··· Supplied material

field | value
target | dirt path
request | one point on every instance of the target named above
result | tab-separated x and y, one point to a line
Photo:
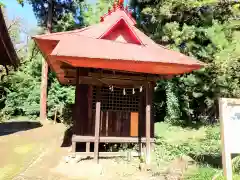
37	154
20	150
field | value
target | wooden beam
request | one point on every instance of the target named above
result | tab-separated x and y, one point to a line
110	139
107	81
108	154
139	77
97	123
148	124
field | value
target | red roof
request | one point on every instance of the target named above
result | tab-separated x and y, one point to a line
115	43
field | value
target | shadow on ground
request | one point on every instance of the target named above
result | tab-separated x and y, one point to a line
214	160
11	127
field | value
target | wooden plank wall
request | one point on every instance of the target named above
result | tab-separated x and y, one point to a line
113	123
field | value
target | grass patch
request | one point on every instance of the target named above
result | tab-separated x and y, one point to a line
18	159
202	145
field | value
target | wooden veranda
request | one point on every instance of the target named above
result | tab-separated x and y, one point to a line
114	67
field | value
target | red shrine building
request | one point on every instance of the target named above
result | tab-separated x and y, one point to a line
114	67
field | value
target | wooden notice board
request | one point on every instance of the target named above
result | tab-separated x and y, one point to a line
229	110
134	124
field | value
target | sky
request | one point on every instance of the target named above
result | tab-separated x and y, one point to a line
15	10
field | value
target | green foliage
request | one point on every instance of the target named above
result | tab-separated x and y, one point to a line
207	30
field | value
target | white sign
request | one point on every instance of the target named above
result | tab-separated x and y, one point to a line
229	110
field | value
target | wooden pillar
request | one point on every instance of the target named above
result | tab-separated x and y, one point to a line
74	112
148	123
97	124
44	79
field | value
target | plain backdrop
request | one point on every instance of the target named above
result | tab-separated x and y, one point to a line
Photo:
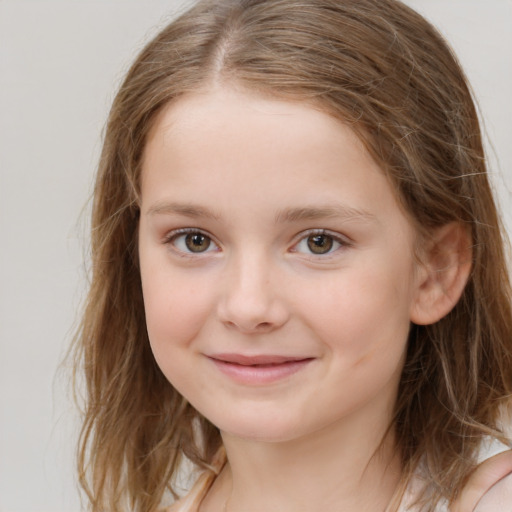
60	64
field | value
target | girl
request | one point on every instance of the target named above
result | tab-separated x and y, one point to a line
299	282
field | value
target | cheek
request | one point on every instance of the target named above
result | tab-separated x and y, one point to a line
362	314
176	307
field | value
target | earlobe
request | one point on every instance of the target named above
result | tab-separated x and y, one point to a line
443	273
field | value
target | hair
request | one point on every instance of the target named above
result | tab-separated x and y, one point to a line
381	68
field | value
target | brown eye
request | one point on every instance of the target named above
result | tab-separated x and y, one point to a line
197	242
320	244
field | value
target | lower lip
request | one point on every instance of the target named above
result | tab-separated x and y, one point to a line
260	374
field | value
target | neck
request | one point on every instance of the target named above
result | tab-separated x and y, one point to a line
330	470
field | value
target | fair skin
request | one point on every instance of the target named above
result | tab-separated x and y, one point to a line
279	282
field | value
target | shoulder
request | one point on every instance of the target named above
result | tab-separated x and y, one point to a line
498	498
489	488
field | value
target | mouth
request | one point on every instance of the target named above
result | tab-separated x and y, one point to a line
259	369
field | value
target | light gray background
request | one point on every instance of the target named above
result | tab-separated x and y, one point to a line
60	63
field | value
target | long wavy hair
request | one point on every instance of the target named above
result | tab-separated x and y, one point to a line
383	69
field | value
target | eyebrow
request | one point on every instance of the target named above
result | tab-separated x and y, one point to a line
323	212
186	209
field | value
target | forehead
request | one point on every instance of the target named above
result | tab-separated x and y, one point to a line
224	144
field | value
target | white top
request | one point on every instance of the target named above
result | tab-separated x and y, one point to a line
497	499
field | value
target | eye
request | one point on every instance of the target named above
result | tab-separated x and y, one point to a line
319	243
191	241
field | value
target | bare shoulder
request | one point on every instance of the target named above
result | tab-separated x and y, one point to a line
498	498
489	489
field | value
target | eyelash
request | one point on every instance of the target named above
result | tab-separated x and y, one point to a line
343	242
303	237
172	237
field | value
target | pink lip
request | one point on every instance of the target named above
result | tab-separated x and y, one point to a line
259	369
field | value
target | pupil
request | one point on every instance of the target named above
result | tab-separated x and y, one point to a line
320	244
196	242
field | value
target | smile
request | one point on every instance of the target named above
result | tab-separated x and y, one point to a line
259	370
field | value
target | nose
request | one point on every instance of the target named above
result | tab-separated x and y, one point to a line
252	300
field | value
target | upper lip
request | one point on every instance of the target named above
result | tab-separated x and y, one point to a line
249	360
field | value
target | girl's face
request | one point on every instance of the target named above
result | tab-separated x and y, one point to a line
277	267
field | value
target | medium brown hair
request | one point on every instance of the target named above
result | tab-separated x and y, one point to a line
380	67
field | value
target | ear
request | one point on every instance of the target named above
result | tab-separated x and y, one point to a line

······
··· Supplied material

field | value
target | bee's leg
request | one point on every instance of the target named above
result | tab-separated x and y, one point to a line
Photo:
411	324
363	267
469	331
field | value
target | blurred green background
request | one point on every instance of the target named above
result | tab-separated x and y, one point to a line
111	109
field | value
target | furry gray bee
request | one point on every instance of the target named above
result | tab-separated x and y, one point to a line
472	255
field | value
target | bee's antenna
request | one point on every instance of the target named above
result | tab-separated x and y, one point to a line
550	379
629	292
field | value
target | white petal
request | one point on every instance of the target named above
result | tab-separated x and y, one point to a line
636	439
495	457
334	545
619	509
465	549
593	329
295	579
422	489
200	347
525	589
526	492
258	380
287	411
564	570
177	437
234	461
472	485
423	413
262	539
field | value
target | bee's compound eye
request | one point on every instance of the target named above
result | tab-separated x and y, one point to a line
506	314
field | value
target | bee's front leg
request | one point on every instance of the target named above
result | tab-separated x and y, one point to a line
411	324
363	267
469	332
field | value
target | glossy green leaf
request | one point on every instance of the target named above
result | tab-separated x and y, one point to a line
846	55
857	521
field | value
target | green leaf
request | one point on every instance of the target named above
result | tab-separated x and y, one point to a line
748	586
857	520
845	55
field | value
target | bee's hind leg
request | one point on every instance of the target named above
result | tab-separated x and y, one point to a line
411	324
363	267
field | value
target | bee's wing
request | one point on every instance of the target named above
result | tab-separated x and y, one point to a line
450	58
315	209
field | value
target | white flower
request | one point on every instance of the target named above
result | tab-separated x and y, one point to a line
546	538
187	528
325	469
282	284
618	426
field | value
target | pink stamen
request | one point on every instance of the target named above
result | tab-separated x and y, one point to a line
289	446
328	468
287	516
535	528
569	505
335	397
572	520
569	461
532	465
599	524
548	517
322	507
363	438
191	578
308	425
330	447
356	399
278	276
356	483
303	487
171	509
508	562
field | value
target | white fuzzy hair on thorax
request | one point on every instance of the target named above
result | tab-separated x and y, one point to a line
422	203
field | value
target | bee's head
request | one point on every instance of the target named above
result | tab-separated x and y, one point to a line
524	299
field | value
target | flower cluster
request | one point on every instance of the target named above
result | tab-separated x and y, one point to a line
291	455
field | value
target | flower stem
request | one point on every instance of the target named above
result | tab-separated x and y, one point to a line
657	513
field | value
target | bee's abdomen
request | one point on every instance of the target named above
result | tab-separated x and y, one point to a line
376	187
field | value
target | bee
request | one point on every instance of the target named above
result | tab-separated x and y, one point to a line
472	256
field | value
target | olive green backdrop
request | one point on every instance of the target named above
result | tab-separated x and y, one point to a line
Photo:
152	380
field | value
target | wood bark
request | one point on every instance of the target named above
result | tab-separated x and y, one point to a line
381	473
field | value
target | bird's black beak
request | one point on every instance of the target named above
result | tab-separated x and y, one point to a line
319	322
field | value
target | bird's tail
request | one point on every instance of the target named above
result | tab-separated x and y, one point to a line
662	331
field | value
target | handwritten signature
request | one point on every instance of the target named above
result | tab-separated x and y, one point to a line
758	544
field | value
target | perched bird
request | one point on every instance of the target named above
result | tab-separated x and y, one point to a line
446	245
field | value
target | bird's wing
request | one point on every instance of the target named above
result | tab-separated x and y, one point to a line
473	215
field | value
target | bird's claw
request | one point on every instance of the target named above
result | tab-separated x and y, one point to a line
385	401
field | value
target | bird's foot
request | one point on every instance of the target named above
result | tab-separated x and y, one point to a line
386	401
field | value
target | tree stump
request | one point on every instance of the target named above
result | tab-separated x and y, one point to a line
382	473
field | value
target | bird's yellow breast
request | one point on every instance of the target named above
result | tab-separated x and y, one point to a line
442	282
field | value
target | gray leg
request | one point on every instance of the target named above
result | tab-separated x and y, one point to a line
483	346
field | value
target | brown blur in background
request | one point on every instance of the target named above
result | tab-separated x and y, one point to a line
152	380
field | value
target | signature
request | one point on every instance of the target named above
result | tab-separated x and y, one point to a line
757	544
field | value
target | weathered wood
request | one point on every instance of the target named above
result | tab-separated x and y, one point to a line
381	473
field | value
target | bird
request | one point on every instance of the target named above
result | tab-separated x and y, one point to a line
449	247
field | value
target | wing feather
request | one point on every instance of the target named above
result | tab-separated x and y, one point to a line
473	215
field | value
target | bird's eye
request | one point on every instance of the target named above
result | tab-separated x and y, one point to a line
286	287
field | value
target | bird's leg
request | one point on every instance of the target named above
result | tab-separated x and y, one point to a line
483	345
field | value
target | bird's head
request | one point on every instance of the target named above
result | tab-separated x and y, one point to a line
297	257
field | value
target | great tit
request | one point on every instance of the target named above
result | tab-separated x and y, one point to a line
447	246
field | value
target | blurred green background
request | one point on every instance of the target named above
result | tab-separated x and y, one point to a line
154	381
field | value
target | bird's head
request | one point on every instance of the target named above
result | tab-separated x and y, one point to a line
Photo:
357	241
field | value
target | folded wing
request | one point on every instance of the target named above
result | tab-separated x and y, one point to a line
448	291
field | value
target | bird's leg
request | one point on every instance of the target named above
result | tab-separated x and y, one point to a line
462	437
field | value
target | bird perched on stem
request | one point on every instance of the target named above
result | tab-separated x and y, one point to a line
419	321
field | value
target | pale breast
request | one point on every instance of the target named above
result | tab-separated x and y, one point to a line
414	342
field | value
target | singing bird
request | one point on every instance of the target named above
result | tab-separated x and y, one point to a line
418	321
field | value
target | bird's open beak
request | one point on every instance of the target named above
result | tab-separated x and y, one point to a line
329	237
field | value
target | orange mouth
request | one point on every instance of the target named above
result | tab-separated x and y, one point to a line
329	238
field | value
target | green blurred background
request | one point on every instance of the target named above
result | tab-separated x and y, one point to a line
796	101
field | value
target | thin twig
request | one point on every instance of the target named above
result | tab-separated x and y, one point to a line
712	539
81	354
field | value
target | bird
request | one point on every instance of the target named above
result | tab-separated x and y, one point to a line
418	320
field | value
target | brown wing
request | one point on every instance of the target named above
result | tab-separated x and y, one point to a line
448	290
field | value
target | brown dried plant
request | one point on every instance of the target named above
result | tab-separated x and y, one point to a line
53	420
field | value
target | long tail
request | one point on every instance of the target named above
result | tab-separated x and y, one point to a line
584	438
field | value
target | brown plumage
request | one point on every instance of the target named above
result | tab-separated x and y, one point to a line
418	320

······
··· Supplied material

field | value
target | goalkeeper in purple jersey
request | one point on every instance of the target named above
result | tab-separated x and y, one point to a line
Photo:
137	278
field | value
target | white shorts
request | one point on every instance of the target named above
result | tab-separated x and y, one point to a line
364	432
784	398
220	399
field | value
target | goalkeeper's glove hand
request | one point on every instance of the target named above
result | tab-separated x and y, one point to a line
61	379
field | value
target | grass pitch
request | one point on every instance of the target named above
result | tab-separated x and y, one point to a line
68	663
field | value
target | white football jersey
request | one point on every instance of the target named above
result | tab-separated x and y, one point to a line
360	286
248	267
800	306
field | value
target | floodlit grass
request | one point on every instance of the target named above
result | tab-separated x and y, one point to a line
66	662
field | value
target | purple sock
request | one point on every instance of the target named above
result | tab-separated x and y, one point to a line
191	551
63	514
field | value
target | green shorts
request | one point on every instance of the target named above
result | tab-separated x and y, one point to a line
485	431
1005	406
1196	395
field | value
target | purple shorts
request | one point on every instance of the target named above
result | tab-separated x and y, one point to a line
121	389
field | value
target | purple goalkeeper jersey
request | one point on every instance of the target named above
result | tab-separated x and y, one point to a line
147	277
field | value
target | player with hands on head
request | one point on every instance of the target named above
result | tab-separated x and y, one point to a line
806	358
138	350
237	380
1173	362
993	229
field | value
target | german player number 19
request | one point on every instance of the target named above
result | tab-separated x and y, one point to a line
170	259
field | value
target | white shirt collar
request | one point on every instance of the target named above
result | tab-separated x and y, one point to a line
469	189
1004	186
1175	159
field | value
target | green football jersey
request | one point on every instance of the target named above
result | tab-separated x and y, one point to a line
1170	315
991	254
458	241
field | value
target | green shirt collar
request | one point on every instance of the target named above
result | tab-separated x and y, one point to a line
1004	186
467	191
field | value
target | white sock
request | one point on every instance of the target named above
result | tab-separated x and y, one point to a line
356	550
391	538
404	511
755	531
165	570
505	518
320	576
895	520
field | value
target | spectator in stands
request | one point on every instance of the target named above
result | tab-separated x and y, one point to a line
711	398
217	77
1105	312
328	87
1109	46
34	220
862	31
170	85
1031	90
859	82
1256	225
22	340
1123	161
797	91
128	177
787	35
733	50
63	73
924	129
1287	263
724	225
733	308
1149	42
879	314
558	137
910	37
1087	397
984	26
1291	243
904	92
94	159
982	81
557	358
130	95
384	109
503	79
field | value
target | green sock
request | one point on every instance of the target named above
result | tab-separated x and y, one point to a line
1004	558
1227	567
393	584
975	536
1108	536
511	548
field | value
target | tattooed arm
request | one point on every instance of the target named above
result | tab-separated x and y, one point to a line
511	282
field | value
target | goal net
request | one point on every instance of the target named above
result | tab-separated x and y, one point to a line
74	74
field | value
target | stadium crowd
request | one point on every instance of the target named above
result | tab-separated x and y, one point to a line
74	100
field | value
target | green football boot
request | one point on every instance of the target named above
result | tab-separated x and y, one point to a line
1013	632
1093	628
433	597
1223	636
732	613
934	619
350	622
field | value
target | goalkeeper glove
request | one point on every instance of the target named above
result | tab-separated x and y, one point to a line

······

### What the task requires
Collect every line of the material above that contains the word "collar", and copy each one.

### Output for this task
target | white shirt collar
target | green shirt collar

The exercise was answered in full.